Reading text:
Technical information
- Licensing authority: FCC
- Facility ID: 69180
- Class: C1
- ERP: 100,000 watts
- HAAT: 186 meters (610 ft)
- Repeaters: 89.7 KKTR (Kirksville); 90.5 KAUD (Mexico);

Links
- Public license information: Public file; LMS;
- Webcast: Listen live
- Website: kbia.org

= KBIA =

KBIA (91.3 FM), is a National Public Radio-member station in Columbia, Missouri. It carries regional news coverage, locally produced news shows, original talk shows, as well as NPR news programs including All Things Considered and Morning Edition. KBIA has an effective radiated power (ERP) of 100,000 watts, the maximum for most stations in the U.S.

The station is owned by the University of Missouri, and operates its own independent newsroom. The stations hosts Broadcast and Radio students from the Missouri School of Journalism. KBIA also operates satellite stations KKTR 89.7 in Kirksville (owned by Truman State University), and KAUD 90.5 in Mexico, Missouri.

KBIA also broadcasts three HD Radio services: KBIA2, which airs classical music (that is simulcast on KMUC); and KBIA3, which airs an AAA format and carries normal KBIA programming when the main service airs special coverage.

Entries supplied:
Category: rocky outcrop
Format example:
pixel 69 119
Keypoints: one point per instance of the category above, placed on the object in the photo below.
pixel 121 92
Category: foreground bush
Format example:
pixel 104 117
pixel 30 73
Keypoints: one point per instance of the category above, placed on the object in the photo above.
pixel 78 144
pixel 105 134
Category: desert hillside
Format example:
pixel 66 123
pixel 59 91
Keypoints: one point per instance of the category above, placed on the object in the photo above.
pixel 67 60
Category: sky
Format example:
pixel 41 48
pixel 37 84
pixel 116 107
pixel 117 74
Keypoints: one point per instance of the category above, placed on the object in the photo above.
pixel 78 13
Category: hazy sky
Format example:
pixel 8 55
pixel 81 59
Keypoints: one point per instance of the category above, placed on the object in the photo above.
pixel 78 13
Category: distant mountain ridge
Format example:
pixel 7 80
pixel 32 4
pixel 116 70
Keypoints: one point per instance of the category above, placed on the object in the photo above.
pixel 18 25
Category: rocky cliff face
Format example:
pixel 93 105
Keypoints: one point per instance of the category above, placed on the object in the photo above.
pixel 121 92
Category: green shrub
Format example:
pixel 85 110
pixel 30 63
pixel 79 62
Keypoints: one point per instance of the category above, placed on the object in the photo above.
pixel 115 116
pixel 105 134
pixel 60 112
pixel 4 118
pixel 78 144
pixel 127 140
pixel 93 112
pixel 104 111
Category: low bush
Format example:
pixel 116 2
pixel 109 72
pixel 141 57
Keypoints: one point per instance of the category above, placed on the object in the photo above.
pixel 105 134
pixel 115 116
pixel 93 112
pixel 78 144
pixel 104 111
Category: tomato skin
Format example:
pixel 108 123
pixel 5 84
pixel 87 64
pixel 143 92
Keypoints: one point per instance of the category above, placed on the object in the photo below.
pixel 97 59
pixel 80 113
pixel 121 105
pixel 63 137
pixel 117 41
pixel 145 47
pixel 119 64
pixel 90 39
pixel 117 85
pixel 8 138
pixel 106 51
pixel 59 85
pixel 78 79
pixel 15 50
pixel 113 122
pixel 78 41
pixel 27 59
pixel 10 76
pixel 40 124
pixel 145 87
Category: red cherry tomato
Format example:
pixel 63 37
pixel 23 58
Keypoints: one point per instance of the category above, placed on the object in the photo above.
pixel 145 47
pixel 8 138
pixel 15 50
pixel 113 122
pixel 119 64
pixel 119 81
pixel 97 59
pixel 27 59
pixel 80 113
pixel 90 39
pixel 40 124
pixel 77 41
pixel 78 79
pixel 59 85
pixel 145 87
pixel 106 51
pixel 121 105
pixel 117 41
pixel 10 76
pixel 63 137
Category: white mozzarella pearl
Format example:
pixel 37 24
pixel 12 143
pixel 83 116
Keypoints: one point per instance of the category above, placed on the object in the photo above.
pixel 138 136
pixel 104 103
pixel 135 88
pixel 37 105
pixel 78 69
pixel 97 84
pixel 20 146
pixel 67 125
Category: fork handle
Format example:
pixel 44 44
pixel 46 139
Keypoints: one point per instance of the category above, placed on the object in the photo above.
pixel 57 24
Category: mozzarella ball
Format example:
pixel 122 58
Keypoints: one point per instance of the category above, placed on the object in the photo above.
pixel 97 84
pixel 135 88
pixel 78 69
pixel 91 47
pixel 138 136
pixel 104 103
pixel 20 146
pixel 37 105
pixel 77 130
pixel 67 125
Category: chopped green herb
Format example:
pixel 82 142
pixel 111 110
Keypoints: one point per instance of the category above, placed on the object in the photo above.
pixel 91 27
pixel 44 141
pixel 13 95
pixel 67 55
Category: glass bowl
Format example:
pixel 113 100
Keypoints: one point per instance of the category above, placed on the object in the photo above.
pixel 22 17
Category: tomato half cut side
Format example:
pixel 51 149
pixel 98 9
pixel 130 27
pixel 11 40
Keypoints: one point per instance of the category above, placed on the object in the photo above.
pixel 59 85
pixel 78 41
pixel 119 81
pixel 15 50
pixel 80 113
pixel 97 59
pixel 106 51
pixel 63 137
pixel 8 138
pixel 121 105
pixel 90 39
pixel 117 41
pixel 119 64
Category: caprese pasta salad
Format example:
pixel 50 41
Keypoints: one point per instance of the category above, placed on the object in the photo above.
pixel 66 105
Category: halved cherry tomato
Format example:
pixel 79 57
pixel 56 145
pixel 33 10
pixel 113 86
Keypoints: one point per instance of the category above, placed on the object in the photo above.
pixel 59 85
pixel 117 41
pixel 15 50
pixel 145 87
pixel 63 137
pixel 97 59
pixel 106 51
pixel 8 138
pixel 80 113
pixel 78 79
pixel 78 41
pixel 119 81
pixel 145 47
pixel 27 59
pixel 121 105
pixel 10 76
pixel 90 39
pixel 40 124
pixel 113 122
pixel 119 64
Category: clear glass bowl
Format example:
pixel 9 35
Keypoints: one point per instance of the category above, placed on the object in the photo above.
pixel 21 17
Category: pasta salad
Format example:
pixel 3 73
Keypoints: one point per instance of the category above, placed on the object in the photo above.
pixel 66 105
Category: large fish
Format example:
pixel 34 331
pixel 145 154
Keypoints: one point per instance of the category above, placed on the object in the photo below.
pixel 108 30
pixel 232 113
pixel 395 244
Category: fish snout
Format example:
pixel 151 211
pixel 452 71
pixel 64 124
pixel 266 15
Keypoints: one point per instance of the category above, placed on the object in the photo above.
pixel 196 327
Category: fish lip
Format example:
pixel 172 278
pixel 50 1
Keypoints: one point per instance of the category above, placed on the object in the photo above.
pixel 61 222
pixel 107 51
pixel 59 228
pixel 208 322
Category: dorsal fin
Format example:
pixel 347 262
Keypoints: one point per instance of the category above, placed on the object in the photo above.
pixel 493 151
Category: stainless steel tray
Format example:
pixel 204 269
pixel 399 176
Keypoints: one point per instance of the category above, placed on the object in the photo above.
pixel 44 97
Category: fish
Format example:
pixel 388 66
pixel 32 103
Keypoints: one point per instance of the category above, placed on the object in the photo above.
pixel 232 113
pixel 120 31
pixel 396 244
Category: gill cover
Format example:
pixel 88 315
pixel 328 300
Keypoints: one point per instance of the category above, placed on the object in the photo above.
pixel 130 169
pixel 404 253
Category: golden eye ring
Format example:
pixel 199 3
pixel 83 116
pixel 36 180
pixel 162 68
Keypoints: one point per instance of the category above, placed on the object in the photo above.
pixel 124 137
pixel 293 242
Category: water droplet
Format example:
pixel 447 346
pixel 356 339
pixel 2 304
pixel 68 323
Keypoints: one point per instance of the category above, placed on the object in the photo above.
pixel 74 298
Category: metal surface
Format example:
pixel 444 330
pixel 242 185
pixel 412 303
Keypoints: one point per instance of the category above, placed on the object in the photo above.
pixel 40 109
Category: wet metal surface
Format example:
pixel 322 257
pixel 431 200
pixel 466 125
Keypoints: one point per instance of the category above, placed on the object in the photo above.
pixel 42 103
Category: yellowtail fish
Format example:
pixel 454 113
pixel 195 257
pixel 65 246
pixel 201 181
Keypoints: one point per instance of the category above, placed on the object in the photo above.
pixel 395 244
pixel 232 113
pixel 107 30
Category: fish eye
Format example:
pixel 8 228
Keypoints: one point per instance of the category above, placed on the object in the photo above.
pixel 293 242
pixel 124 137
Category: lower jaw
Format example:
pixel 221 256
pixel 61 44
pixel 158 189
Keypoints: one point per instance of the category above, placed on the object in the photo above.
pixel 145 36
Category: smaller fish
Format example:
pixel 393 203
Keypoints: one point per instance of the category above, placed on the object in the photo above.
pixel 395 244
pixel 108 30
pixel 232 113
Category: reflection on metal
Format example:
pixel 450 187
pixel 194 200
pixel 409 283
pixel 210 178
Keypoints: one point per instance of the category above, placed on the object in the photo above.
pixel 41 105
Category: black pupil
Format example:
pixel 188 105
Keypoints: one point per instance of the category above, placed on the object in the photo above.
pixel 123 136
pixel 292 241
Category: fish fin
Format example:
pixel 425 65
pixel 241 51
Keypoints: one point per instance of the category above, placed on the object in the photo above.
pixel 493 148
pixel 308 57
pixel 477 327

What this exercise asks:
a - List every label in the "Technical information" section of the KBIA text.
b - Print the part of the KBIA text that begins at the words "The station is" and stops after "airs special coverage.".
c - According to the KBIA text, who owns the station?

Answers in order:
a - Licensing authority, Facility ID, Class, ERP, HAAT, Repeaters

b -
The station is owned by the University of Missouri, and operates its own independent newsroom. The stations hosts Broadcast and Radio students from the Missouri School of Journalism. KBIA also operates satellite stations KKTR 89.7 in Kirksville (owned by Truman State University), and KAUD 90.5 in Mexico, Missouri.

KBIA also broadcasts three HD Radio services: KBIA2, which airs classical music (that is simulcast on KMUC); and KBIA3, which airs an AAA format and carries normal KBIA programming when the main service airs special coverage.

c - The University of Missouri